START Extracted material

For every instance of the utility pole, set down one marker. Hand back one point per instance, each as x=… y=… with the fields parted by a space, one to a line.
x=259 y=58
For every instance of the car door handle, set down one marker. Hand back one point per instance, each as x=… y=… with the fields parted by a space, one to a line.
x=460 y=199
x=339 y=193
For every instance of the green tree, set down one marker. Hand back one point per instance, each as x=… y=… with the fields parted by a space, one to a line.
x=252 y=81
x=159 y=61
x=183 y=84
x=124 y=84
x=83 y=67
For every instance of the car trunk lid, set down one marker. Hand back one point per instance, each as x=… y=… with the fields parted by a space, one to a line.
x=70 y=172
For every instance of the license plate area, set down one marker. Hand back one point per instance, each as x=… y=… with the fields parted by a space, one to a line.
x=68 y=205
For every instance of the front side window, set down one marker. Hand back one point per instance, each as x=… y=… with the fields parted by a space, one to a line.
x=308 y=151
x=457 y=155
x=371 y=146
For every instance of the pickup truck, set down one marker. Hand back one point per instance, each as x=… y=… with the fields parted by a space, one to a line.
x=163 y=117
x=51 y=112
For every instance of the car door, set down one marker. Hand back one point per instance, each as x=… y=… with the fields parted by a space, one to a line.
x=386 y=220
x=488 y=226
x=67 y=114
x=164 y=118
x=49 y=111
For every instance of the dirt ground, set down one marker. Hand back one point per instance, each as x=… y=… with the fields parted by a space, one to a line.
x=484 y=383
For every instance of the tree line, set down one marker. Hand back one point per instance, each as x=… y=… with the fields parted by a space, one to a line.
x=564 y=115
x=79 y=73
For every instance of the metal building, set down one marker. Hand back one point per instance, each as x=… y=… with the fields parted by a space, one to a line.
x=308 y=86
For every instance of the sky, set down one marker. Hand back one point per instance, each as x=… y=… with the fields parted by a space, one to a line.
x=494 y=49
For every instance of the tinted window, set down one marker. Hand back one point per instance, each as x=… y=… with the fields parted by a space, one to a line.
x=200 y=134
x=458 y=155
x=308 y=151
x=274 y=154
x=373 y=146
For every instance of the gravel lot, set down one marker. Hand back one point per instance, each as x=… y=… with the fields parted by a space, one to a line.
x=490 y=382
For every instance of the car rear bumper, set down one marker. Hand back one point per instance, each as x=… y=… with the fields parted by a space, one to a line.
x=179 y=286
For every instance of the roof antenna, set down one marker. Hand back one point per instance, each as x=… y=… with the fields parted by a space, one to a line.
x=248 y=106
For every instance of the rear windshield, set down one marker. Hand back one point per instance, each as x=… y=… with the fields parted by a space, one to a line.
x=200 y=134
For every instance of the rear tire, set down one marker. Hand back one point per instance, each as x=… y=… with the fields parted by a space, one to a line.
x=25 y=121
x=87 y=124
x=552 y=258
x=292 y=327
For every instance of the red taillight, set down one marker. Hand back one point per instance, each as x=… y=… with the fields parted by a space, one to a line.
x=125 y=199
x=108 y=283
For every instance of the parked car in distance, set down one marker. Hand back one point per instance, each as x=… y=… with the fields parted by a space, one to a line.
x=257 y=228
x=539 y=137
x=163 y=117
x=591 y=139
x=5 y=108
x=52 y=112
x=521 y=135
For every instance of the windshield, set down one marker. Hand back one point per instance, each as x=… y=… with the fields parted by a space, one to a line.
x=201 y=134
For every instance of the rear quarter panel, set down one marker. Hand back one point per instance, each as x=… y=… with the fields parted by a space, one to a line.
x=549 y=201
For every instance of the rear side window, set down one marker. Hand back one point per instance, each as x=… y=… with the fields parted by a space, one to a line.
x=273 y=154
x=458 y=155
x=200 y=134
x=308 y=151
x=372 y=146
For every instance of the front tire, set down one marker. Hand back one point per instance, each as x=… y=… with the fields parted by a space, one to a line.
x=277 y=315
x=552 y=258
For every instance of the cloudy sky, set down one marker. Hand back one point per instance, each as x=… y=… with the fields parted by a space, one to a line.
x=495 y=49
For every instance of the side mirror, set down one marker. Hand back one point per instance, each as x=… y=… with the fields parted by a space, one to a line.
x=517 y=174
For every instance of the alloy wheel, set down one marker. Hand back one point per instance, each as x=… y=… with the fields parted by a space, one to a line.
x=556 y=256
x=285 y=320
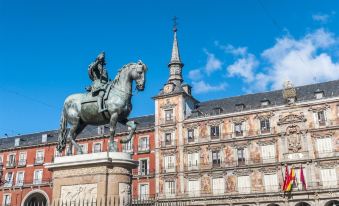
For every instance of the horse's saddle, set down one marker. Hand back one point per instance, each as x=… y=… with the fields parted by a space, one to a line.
x=90 y=97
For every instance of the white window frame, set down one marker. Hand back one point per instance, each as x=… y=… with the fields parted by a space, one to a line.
x=4 y=203
x=170 y=188
x=17 y=183
x=219 y=188
x=22 y=162
x=147 y=169
x=38 y=161
x=144 y=196
x=84 y=147
x=38 y=180
x=96 y=143
x=141 y=147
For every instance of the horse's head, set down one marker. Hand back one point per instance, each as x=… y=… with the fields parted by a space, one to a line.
x=138 y=74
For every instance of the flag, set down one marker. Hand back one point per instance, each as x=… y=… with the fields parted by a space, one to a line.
x=286 y=178
x=302 y=178
x=290 y=181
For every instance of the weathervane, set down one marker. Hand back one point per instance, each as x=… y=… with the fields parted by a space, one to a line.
x=175 y=23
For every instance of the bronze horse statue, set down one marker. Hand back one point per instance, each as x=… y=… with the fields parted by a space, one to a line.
x=81 y=110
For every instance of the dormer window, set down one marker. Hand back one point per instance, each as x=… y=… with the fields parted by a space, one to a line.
x=240 y=107
x=216 y=111
x=44 y=138
x=319 y=94
x=265 y=102
x=17 y=142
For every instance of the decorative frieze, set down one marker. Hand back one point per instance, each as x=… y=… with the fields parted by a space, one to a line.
x=292 y=119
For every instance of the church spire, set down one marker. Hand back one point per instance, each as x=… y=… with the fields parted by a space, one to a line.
x=175 y=64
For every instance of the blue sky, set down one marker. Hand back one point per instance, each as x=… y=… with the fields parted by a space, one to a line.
x=229 y=48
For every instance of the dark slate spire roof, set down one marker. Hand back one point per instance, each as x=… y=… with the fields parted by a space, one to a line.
x=144 y=123
x=253 y=101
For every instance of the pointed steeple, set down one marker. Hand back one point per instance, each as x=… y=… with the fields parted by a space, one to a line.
x=175 y=64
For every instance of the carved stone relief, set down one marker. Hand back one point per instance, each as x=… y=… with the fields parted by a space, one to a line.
x=294 y=139
x=76 y=193
x=231 y=183
x=291 y=118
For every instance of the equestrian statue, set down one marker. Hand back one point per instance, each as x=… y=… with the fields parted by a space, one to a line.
x=107 y=102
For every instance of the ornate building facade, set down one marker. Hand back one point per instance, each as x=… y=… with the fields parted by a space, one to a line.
x=231 y=151
x=26 y=181
x=234 y=151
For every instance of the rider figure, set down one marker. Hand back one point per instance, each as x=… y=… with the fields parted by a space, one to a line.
x=98 y=74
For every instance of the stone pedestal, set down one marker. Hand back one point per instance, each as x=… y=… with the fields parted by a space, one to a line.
x=103 y=177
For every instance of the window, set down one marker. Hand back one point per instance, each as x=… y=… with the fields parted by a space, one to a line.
x=20 y=178
x=268 y=153
x=6 y=200
x=329 y=178
x=244 y=185
x=11 y=160
x=169 y=115
x=169 y=188
x=9 y=179
x=238 y=127
x=271 y=182
x=215 y=132
x=84 y=148
x=22 y=159
x=143 y=191
x=37 y=179
x=17 y=142
x=321 y=118
x=324 y=146
x=265 y=125
x=143 y=167
x=193 y=160
x=216 y=158
x=193 y=188
x=168 y=139
x=190 y=135
x=127 y=147
x=319 y=94
x=143 y=144
x=44 y=138
x=97 y=147
x=39 y=157
x=218 y=186
x=241 y=156
x=169 y=162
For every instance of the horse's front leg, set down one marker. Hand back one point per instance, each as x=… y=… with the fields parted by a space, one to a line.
x=113 y=123
x=132 y=126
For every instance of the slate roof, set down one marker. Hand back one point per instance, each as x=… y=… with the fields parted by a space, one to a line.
x=228 y=105
x=144 y=123
x=253 y=101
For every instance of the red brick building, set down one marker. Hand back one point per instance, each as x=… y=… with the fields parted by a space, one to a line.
x=25 y=179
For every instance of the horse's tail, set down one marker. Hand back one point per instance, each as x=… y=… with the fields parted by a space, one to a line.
x=62 y=133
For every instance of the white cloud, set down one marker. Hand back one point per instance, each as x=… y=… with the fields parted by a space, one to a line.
x=302 y=61
x=243 y=67
x=195 y=74
x=203 y=87
x=322 y=18
x=213 y=64
x=236 y=51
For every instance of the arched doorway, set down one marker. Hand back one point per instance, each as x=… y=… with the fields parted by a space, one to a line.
x=302 y=204
x=332 y=203
x=35 y=198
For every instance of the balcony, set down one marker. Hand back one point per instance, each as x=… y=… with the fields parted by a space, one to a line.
x=142 y=150
x=139 y=173
x=22 y=163
x=10 y=164
x=39 y=161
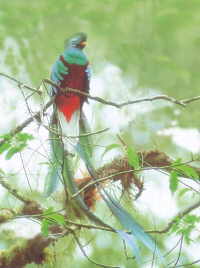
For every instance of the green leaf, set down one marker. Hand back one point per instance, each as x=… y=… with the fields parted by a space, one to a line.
x=45 y=227
x=24 y=137
x=184 y=191
x=58 y=218
x=173 y=181
x=133 y=158
x=4 y=147
x=110 y=147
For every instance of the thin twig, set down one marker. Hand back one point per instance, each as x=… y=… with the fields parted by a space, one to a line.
x=28 y=121
x=84 y=253
x=13 y=191
x=22 y=84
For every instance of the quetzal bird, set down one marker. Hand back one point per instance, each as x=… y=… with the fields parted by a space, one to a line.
x=71 y=70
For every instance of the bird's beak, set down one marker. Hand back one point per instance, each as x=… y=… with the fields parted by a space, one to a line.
x=83 y=43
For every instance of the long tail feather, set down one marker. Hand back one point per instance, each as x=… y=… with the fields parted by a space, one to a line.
x=137 y=233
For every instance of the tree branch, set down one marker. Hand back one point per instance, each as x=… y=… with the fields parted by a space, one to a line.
x=179 y=215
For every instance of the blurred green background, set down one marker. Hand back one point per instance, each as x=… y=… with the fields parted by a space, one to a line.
x=137 y=48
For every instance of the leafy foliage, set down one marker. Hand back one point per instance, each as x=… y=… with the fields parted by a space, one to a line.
x=186 y=226
x=50 y=217
x=14 y=144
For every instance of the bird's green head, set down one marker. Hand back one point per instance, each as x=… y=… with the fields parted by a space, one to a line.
x=77 y=40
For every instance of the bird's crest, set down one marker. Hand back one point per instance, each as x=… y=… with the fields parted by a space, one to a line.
x=76 y=39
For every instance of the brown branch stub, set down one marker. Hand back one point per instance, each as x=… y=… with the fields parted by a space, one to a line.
x=21 y=84
x=179 y=216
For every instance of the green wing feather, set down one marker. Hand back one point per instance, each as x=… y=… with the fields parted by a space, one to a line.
x=57 y=152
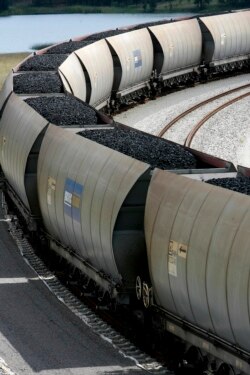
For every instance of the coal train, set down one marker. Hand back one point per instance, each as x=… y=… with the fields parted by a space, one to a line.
x=137 y=215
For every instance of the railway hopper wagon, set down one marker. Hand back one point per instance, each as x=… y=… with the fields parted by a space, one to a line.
x=86 y=188
x=101 y=194
x=226 y=41
x=198 y=254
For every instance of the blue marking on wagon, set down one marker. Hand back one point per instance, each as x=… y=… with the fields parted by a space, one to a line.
x=72 y=199
x=137 y=58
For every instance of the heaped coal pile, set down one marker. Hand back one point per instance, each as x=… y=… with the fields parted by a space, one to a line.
x=43 y=62
x=63 y=110
x=239 y=184
x=105 y=34
x=68 y=47
x=37 y=83
x=148 y=24
x=71 y=46
x=152 y=150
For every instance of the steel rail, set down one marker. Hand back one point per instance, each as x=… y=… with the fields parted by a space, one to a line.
x=198 y=105
x=195 y=129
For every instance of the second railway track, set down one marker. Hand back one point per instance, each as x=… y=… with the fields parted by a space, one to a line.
x=183 y=127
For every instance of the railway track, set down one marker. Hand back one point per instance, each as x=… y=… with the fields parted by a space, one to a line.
x=79 y=308
x=208 y=108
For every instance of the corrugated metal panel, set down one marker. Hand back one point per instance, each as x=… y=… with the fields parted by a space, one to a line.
x=73 y=77
x=181 y=44
x=230 y=34
x=20 y=127
x=82 y=186
x=197 y=238
x=97 y=61
x=6 y=89
x=135 y=54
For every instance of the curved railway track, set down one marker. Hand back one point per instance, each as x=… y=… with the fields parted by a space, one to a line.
x=190 y=133
x=82 y=310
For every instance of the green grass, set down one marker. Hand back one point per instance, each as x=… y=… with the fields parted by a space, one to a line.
x=167 y=6
x=9 y=61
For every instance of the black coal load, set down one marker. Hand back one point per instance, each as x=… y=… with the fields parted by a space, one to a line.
x=68 y=47
x=239 y=184
x=37 y=83
x=71 y=46
x=43 y=62
x=64 y=110
x=148 y=24
x=152 y=150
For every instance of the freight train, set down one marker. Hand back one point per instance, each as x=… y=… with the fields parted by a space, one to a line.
x=137 y=215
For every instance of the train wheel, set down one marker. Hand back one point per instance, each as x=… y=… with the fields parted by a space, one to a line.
x=146 y=295
x=138 y=288
x=225 y=369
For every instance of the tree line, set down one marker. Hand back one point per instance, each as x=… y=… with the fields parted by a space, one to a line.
x=146 y=5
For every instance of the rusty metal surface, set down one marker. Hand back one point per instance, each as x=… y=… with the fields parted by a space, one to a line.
x=82 y=186
x=20 y=126
x=197 y=238
x=135 y=54
x=73 y=77
x=181 y=46
x=96 y=59
x=226 y=36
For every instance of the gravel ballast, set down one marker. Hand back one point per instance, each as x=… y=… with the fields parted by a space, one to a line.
x=239 y=184
x=154 y=151
x=226 y=135
x=63 y=110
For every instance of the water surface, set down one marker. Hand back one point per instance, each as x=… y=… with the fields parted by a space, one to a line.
x=21 y=33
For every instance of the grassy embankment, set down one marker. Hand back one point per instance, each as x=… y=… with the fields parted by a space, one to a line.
x=7 y=62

END Extracted material

▶ **Requirements**
Each line from the one containing "For every instance of the freight" to the final line of the entries above must be returned exactly, and no other line may appear.

▶ **Response for this exercise**
For every instance of the freight train, set down one marker. Hand back one point per instance, each as x=… y=… with the fields parted by a space, one to a line.
x=137 y=215
For every instance of the train wheel, set down one marker. Hand back one point per instance, each as x=… y=… with the fields parted by a space, one to a line.
x=146 y=295
x=138 y=288
x=225 y=369
For every instance of the tree line, set down one marker. Hand back one point per instance, each as x=… y=… with the fields parted by a space, one to a line.
x=146 y=5
For every instance of the rusty metal surface, set down one marker. Hand back one point per instance, each as x=… y=… with the fields parted by a space, one to a line.
x=82 y=186
x=20 y=126
x=197 y=238
x=135 y=54
x=73 y=77
x=181 y=46
x=96 y=59
x=226 y=36
For every instance of the gravel ballast, set down one marker. Hand back one point per instance, each as x=… y=… with the fields parted by a space, one to a line.
x=239 y=184
x=154 y=151
x=226 y=135
x=63 y=110
For every instance of the water surface, set down one marker. Hand back one point per instance, each as x=… y=… with the fields parted by a space, one to a line.
x=21 y=33
For every instance of the grassy embankment, set down one marker. Hand back one point per instance, each as x=… y=… with the fields parted by a space, one to a line.
x=7 y=62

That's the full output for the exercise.